Excerpts of annotation records
::::
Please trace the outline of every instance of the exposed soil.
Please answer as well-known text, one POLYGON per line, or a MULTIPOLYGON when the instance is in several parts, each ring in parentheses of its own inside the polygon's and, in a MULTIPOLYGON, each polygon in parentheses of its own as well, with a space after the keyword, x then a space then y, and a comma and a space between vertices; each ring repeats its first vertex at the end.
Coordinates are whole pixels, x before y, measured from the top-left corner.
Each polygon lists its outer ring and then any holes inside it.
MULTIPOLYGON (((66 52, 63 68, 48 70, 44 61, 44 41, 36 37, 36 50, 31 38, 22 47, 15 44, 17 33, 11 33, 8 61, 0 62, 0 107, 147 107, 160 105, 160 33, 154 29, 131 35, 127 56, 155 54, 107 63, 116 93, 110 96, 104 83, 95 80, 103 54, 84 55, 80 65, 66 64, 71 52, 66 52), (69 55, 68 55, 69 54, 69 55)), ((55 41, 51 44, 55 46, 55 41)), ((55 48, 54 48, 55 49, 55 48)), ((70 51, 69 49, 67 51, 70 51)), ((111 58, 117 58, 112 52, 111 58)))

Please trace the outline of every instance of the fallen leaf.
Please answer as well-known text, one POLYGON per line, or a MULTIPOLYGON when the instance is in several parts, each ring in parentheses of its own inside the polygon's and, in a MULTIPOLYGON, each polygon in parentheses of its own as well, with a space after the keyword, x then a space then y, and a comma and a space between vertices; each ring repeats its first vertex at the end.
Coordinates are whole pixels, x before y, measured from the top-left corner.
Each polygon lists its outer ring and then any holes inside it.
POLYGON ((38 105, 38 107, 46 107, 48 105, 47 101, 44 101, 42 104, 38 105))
::::
Recast the full listing above as a JSON list of strings, one string per line, leaving out blank lines.

- [WORKED SOLUTION]:
[
  "Please trace the outline of every instance of the exposed soil.",
  "Please answer as well-known text, one POLYGON per line, or a MULTIPOLYGON when the instance is in several parts, each ring in parentheses of its own inside the polygon's and, in a MULTIPOLYGON, each polygon in parentheses of its own as well, with a space after the keyword, x then a space then y, and a comma and a space between vertices; each ring repeats its first vertex at the end.",
  "Coordinates are whole pixels, x before y, measured from the top-left corner.",
  "Each polygon lists its outer ring and then any holes inside it.",
  "MULTIPOLYGON (((66 52, 63 68, 48 70, 44 61, 44 41, 36 37, 36 50, 31 38, 22 47, 15 44, 17 33, 11 33, 8 61, 0 62, 0 107, 147 107, 160 105, 160 33, 154 29, 131 35, 127 56, 155 54, 107 63, 116 93, 110 96, 104 83, 95 80, 103 54, 84 55, 80 65, 66 64, 71 52, 66 52), (69 55, 68 55, 69 54, 69 55)), ((55 41, 51 44, 55 46, 55 41)), ((55 48, 54 48, 55 49, 55 48)), ((70 51, 69 49, 67 51, 70 51)), ((111 58, 117 58, 112 52, 111 58)))",
  "Please trace the outline of every instance of the fallen leaf.",
  "Please answer as well-known text, one POLYGON per line, or a MULTIPOLYGON when the instance is in several parts, each ring in parentheses of its own inside the polygon's and, in a MULTIPOLYGON, each polygon in parentheses of its own as well, with a space after the keyword, x then a space then y, and a comma and a space between vertices; each ring repeats its first vertex at the end.",
  "Coordinates are whole pixels, x before y, measured from the top-left corner.",
  "Each polygon lists its outer ring and then any holes inside it.",
  "POLYGON ((38 105, 38 107, 46 107, 48 105, 47 101, 44 101, 42 104, 38 105))"
]